◆ What to produce
Lines to restate from the data below: from the one containing "# each pair looks like [[215, 29]]" to the one containing "# each pair looks like [[204, 99]]", both included. Give them again exactly, and only them.

◆ Data provided

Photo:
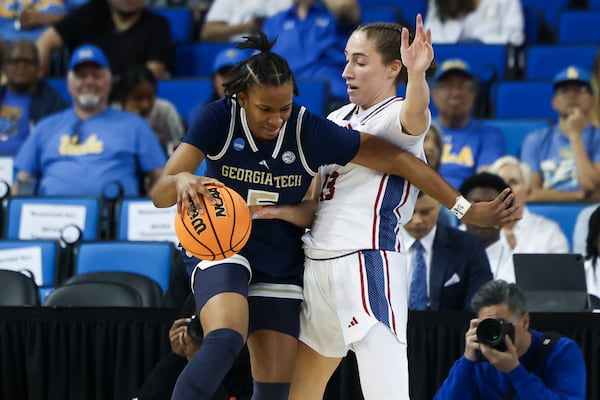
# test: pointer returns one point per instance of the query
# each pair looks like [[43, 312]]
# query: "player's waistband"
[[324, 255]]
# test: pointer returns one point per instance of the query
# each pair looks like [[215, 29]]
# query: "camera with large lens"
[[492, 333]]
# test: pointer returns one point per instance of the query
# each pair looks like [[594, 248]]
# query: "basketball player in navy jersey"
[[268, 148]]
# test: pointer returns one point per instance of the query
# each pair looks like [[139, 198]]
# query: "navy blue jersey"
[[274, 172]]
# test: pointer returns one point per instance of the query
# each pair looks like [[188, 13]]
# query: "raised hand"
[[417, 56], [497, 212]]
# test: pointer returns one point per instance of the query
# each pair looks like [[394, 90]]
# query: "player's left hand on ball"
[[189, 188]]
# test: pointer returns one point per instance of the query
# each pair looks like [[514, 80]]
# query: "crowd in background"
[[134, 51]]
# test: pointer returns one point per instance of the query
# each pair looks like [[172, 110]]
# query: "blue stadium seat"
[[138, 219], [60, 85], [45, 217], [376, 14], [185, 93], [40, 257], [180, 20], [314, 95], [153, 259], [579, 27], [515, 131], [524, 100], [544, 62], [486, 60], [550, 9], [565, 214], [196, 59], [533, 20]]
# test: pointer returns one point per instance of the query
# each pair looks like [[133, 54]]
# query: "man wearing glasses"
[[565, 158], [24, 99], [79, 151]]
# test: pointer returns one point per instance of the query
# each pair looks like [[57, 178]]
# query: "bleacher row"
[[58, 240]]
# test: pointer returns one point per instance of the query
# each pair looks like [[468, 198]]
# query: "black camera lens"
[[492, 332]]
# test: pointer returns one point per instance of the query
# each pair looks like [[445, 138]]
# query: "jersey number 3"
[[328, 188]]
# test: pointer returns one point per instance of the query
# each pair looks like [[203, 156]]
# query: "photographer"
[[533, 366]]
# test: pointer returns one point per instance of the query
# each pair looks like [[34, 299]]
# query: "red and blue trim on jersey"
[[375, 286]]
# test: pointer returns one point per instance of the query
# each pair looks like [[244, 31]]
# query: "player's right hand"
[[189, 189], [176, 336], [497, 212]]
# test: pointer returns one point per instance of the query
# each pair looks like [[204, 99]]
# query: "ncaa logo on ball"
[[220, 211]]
...
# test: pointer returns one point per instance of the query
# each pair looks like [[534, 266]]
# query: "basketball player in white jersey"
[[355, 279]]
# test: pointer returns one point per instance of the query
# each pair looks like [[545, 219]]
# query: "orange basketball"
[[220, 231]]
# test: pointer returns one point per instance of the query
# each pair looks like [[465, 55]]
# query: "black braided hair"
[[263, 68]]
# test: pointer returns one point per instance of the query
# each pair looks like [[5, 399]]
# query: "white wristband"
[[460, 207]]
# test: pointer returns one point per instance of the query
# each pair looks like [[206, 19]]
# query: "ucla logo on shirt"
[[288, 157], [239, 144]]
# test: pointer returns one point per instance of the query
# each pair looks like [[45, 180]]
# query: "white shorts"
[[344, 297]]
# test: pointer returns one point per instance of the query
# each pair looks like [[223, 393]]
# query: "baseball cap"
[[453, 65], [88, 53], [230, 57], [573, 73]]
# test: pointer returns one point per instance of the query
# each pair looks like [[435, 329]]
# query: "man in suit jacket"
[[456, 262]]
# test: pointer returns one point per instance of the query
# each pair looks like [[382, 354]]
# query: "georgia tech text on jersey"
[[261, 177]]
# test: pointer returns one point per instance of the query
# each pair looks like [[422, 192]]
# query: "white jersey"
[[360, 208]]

◆ Output for this task
# each pair looks like [[215, 29]]
# query: "camera with large lens"
[[492, 333]]
# test: pointer returns one point per instance of the query
# each pair looks like [[594, 248]]
# query: "basketball player in navy jersey"
[[268, 148]]
# test: pointer returns one point per instance of the query
# each pair looks like [[139, 198]]
# query: "navy blue jersey"
[[274, 172]]
# test: pointer returns one point per instance of the query
# each pair looks like [[188, 13]]
# query: "raised hand"
[[417, 56], [497, 212]]
# test: pointer returns one point per instance of the query
# each pair looks like [[394, 90]]
# query: "player's left hand on ball"
[[189, 188]]
# test: pointer returns one point per instance of the query
# each pair looks like [[514, 80]]
# query: "crowd in background"
[[134, 51]]
# test: pointer returns one point per instance of the query
# each pair looks like [[172, 110]]
# query: "blue stadium seat"
[[138, 219], [60, 85], [45, 217], [376, 14], [185, 93], [40, 257], [180, 20], [314, 95], [153, 259], [579, 27], [515, 131], [524, 100], [544, 62], [486, 60], [550, 9], [565, 214], [196, 59], [533, 20]]
# test: pointer returns one point per instance of the query
# each pair looks like [[133, 54]]
# query: "man wearing glasses"
[[565, 158], [24, 99], [79, 151]]
# test: pointer returns one point per instance of the query
# each pair looks like [[57, 178]]
# query: "bleacher row"
[[58, 240]]
# test: pointer returns one point per instance of the query
# each pair looks like [[468, 198]]
# query: "black camera lens"
[[492, 332]]
# test: pointer returns one point per instance of the query
# each pair looks like [[445, 138]]
# query: "jersey number 3"
[[328, 188]]
# test: pointer returns one point per instance of the query
# each pair looks like [[203, 156]]
# query: "photographer"
[[533, 366]]
# test: pointer returns one point per instance of the query
# each pair looks like [[34, 299]]
# query: "red and blue trim on jersey"
[[375, 286]]
# test: pointer returns one point per instance of the query
# each pair looks like [[244, 31]]
# query: "player's right hand"
[[189, 189], [176, 336], [497, 212]]
# test: pointer returns one point per instance of the query
# each pair looks like [[204, 99]]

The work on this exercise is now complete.